From the data underneath, reproduce exactly the stretch that begins at the line with "For the audit set, annotate each instance of the white window" and ends after the line with "ceiling fan blade".

## DATA SHOWN

------------------------------------

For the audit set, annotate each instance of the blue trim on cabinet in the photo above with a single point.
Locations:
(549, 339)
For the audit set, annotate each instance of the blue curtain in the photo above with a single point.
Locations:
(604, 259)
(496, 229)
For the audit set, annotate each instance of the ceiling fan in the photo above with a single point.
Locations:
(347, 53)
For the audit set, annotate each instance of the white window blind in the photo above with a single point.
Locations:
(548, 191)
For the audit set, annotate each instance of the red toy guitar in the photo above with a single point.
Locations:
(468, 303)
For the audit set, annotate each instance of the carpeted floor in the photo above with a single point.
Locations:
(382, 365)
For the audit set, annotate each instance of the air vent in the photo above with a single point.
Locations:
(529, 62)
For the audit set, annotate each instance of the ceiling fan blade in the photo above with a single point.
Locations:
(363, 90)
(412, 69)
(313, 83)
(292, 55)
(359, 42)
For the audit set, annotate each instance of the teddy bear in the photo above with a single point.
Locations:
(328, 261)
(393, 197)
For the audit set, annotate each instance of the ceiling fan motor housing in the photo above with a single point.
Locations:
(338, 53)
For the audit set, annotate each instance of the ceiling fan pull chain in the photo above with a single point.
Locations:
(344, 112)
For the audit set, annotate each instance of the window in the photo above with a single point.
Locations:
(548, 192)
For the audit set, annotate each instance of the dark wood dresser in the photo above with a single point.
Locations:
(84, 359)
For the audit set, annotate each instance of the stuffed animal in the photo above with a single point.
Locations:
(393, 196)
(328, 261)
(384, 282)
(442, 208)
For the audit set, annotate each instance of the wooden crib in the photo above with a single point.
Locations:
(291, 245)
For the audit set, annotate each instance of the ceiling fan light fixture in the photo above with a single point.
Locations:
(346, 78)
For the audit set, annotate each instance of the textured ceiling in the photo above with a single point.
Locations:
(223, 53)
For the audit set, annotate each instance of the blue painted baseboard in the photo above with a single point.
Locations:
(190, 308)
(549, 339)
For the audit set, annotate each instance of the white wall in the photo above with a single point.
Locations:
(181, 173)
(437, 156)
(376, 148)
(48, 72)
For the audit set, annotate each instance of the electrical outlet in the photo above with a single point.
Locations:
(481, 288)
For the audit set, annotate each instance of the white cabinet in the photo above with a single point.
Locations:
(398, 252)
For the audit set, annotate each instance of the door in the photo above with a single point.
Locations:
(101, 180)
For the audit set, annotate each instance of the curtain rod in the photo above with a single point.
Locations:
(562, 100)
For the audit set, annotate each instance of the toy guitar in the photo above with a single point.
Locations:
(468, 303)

------------------------------------

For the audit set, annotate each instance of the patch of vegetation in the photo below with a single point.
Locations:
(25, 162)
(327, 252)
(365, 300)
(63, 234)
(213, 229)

------------------------------------

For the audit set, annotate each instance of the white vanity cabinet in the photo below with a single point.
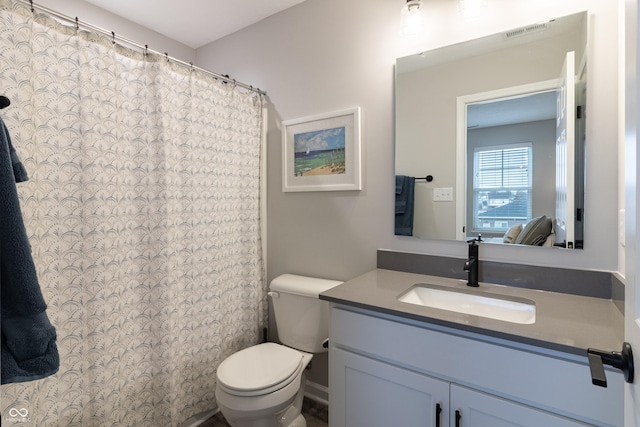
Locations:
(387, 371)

------------------------------------

## PROBLEM SOLUTION
For the audit set, annotate each instance of the white window blind in the photo above with a single point.
Locations:
(548, 191)
For the audit set, annotate each instance of the red toy guitar in the photo above with a single point.
Locations:
(468, 303)
For the audit set, annotate each instance of the carpeted floor in the photo above with a single point.
Locations:
(382, 365)
For the audit set, annotate each instance of the air vent in the photo above with a single point.
Locations:
(529, 62)
For the audit set, annotate each instance of the ceiling fan blade in the photo above with a single point.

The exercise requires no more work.